Work instructions
Please find how many lines of the data contain the string "striped", and respond with that number only.

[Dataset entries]
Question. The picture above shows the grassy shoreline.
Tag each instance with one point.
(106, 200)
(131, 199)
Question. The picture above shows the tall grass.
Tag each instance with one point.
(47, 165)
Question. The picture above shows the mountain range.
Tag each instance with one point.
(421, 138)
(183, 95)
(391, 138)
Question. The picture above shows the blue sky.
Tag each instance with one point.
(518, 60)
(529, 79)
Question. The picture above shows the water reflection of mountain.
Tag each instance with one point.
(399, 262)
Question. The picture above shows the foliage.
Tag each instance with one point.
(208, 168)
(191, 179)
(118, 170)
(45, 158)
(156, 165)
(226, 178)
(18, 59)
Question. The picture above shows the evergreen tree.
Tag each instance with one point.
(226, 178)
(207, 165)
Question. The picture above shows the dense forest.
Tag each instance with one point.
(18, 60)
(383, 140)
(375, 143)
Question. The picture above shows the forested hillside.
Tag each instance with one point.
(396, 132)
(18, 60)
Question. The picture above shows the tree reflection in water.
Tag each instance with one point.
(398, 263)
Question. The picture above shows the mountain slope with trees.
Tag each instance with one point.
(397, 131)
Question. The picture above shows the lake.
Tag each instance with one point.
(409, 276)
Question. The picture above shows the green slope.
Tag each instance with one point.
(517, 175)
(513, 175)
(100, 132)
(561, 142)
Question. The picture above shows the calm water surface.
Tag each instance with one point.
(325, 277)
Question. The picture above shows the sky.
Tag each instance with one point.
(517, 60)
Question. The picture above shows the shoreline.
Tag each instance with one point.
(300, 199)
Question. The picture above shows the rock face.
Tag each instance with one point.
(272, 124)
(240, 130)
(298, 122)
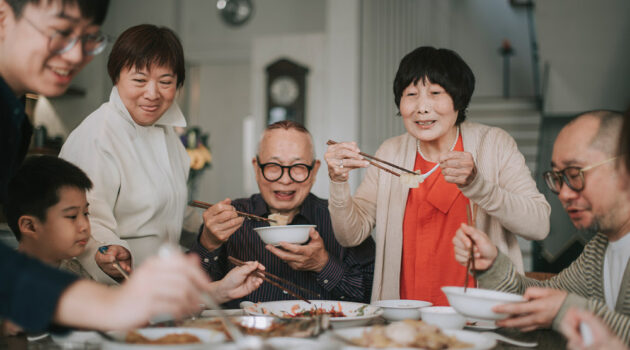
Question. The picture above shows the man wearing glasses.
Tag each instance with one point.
(285, 169)
(41, 49)
(594, 191)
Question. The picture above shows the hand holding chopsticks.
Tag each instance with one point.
(204, 205)
(373, 161)
(266, 276)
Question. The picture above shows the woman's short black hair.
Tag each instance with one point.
(439, 66)
(144, 45)
(92, 9)
(35, 188)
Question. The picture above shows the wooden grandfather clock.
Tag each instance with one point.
(286, 91)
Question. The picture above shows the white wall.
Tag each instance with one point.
(586, 45)
(477, 29)
(206, 37)
(225, 92)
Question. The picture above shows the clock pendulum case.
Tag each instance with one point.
(286, 91)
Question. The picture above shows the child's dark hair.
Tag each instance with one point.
(35, 188)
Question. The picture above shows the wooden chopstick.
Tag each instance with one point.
(471, 258)
(204, 205)
(238, 262)
(383, 168)
(331, 142)
(262, 275)
(120, 269)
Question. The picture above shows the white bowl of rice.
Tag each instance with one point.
(296, 234)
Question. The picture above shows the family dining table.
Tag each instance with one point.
(546, 339)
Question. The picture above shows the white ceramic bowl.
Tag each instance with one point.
(444, 317)
(397, 310)
(478, 303)
(357, 314)
(296, 234)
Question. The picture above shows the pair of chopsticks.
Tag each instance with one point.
(103, 250)
(264, 275)
(331, 142)
(471, 258)
(204, 205)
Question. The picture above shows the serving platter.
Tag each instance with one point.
(478, 341)
(356, 314)
(206, 336)
(265, 326)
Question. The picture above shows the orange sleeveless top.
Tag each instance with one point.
(433, 214)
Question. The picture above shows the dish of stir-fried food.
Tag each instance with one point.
(170, 339)
(272, 327)
(296, 311)
(408, 334)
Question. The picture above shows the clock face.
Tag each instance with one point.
(284, 90)
(235, 12)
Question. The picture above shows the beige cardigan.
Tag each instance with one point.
(504, 190)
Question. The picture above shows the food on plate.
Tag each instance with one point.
(411, 180)
(280, 220)
(410, 334)
(274, 328)
(296, 311)
(134, 337)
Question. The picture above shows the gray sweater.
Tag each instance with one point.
(583, 280)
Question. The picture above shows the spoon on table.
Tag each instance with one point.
(510, 341)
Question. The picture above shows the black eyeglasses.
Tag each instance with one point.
(572, 176)
(60, 42)
(297, 172)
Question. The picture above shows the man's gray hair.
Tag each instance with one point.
(287, 125)
(607, 137)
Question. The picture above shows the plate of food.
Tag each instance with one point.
(171, 338)
(265, 326)
(411, 334)
(341, 313)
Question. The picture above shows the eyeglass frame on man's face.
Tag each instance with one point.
(282, 167)
(100, 38)
(551, 177)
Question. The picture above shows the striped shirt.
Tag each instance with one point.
(583, 280)
(347, 275)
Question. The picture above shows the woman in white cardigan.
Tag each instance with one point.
(475, 165)
(129, 149)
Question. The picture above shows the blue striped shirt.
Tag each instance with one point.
(347, 275)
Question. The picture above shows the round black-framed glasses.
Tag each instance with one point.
(60, 43)
(572, 176)
(273, 172)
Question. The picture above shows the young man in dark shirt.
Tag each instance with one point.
(43, 45)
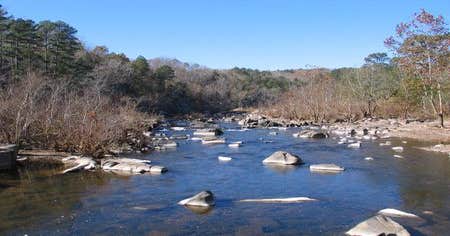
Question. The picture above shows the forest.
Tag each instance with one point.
(55, 92)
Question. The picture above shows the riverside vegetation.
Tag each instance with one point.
(55, 93)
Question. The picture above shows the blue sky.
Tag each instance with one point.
(260, 34)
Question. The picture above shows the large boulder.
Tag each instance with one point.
(283, 158)
(130, 165)
(378, 225)
(202, 199)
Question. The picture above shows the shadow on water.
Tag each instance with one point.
(34, 195)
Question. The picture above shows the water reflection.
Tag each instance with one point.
(32, 196)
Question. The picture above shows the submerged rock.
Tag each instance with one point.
(213, 141)
(280, 200)
(235, 144)
(78, 163)
(326, 168)
(354, 145)
(378, 225)
(396, 213)
(311, 134)
(223, 158)
(129, 165)
(202, 199)
(208, 132)
(283, 158)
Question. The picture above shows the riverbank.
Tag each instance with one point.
(425, 131)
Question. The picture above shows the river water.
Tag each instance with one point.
(41, 203)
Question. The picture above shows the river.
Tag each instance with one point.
(40, 203)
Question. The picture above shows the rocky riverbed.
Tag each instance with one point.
(311, 173)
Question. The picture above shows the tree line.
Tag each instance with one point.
(41, 62)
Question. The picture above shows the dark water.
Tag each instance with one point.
(39, 203)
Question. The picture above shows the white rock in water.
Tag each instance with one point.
(202, 199)
(157, 169)
(178, 128)
(234, 144)
(280, 200)
(387, 143)
(354, 145)
(213, 141)
(325, 168)
(170, 145)
(378, 225)
(396, 213)
(283, 158)
(223, 158)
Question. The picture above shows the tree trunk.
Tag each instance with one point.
(441, 117)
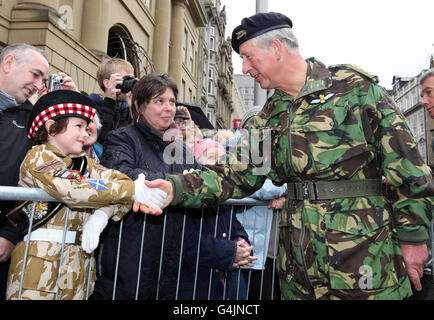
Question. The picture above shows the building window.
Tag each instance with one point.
(191, 57)
(211, 81)
(147, 3)
(184, 47)
(183, 90)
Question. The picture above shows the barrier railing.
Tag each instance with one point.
(34, 194)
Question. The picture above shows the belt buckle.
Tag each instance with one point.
(305, 190)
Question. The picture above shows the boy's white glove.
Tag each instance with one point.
(152, 197)
(92, 228)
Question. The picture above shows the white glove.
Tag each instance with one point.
(92, 229)
(152, 197)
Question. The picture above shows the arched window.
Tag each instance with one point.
(121, 45)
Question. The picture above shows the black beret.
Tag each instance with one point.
(59, 104)
(256, 25)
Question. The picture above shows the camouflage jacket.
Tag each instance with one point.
(341, 126)
(46, 167)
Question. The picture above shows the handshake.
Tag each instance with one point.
(151, 196)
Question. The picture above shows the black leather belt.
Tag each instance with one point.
(323, 190)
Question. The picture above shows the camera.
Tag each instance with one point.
(127, 85)
(54, 82)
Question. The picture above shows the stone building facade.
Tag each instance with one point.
(216, 75)
(406, 93)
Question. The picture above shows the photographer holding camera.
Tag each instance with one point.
(114, 107)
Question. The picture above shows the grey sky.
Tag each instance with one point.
(384, 37)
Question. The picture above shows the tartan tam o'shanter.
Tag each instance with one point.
(59, 104)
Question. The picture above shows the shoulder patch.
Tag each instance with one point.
(99, 166)
(353, 67)
(48, 166)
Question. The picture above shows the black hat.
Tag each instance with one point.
(59, 104)
(256, 25)
(180, 114)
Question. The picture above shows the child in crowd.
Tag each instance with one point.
(223, 243)
(57, 164)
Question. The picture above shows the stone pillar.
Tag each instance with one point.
(161, 45)
(54, 4)
(95, 26)
(176, 40)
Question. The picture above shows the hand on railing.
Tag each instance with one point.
(92, 228)
(243, 256)
(6, 248)
(150, 199)
(277, 203)
(158, 184)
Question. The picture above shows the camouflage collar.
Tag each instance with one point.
(60, 154)
(318, 78)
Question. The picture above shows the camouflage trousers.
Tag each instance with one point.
(41, 274)
(333, 255)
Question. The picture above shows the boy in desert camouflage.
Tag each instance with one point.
(58, 165)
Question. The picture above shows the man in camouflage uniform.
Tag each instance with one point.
(334, 134)
(80, 183)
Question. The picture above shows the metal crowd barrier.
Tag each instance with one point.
(34, 194)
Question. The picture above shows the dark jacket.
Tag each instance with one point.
(14, 145)
(216, 254)
(113, 115)
(133, 150)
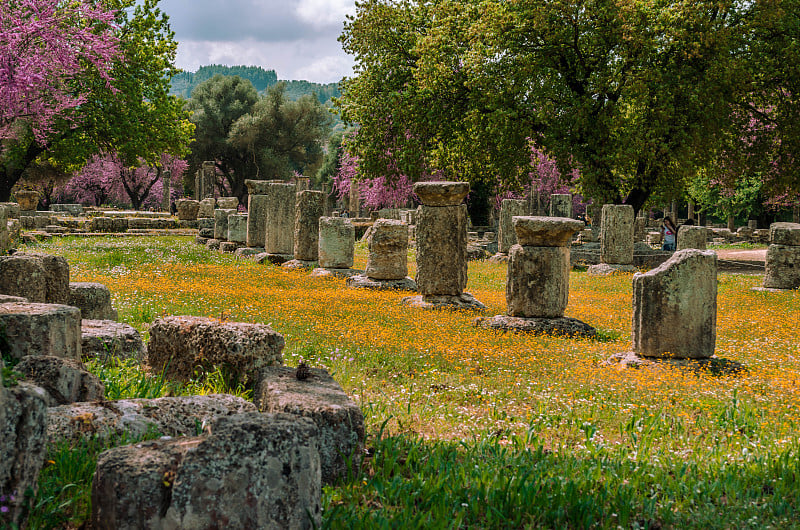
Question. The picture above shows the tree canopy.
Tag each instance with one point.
(253, 137)
(638, 95)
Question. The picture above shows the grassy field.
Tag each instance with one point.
(469, 428)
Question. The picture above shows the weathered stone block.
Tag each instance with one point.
(309, 207)
(616, 235)
(675, 307)
(181, 344)
(105, 338)
(41, 329)
(441, 250)
(692, 237)
(787, 234)
(64, 380)
(320, 398)
(388, 250)
(171, 416)
(782, 267)
(336, 243)
(538, 281)
(187, 209)
(93, 299)
(441, 193)
(252, 471)
(508, 209)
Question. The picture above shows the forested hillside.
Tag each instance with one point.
(183, 83)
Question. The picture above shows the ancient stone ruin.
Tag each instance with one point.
(336, 250)
(783, 257)
(309, 207)
(442, 247)
(387, 262)
(537, 284)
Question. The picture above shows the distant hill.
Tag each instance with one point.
(183, 83)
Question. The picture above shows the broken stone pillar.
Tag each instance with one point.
(221, 223)
(387, 263)
(783, 257)
(28, 200)
(279, 238)
(309, 207)
(690, 236)
(616, 234)
(537, 284)
(237, 228)
(508, 237)
(256, 212)
(187, 209)
(675, 307)
(442, 247)
(561, 205)
(336, 247)
(206, 209)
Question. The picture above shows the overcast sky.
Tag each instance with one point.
(296, 38)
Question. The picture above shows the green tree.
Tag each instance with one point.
(136, 117)
(633, 93)
(256, 138)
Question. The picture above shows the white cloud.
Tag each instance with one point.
(320, 13)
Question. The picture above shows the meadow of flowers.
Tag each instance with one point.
(508, 429)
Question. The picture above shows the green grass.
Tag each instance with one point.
(476, 429)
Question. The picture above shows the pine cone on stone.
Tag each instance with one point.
(303, 372)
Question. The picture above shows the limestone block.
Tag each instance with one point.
(251, 471)
(237, 228)
(256, 219)
(616, 235)
(320, 398)
(388, 250)
(441, 250)
(561, 205)
(782, 267)
(170, 416)
(23, 445)
(508, 209)
(221, 223)
(336, 243)
(309, 207)
(41, 329)
(787, 234)
(538, 281)
(206, 209)
(692, 237)
(28, 200)
(441, 193)
(93, 299)
(675, 307)
(545, 231)
(105, 338)
(187, 209)
(227, 203)
(182, 344)
(64, 380)
(281, 197)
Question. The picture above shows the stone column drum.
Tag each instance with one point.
(538, 267)
(221, 223)
(279, 238)
(561, 205)
(442, 247)
(783, 257)
(507, 236)
(691, 237)
(256, 212)
(616, 234)
(675, 307)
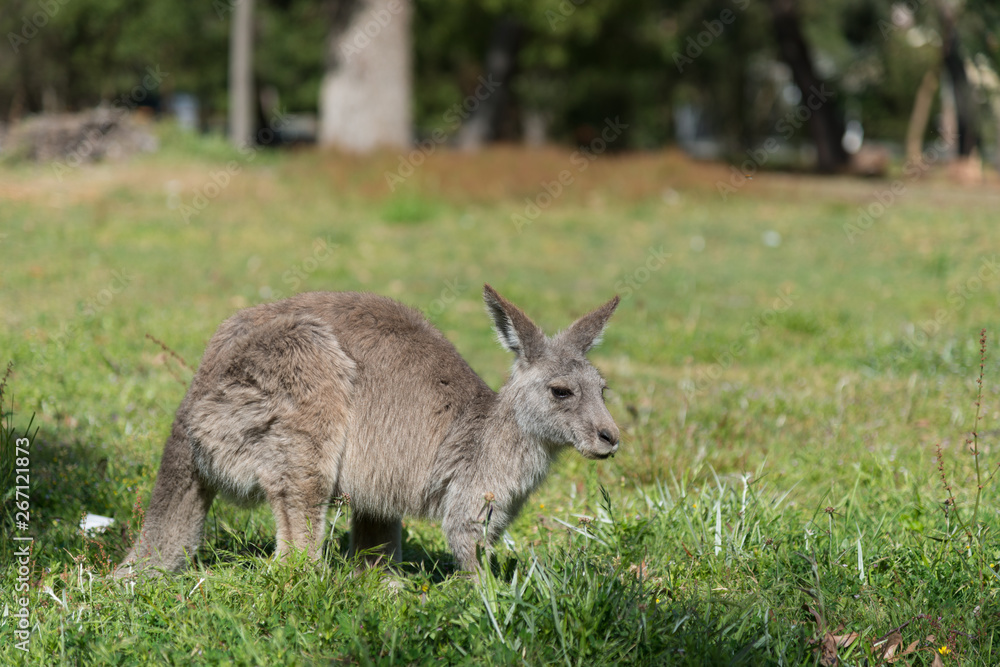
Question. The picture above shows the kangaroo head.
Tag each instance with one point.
(558, 394)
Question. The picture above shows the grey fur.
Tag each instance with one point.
(298, 401)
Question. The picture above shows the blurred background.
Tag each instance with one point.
(837, 86)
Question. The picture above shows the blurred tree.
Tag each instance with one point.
(241, 90)
(825, 125)
(366, 94)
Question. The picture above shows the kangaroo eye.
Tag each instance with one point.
(561, 392)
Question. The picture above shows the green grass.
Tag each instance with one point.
(781, 409)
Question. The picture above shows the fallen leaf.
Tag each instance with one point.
(844, 641)
(891, 643)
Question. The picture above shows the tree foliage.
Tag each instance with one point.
(578, 62)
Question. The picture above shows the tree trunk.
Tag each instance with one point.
(366, 95)
(484, 125)
(825, 126)
(920, 115)
(241, 102)
(965, 107)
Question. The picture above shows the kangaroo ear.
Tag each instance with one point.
(516, 331)
(586, 332)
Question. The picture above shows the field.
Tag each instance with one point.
(797, 368)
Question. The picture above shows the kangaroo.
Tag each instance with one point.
(329, 393)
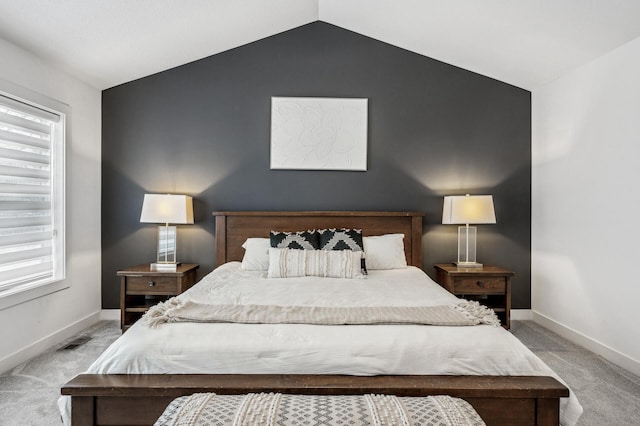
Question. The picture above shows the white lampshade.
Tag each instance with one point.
(167, 208)
(467, 209)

Completed task
2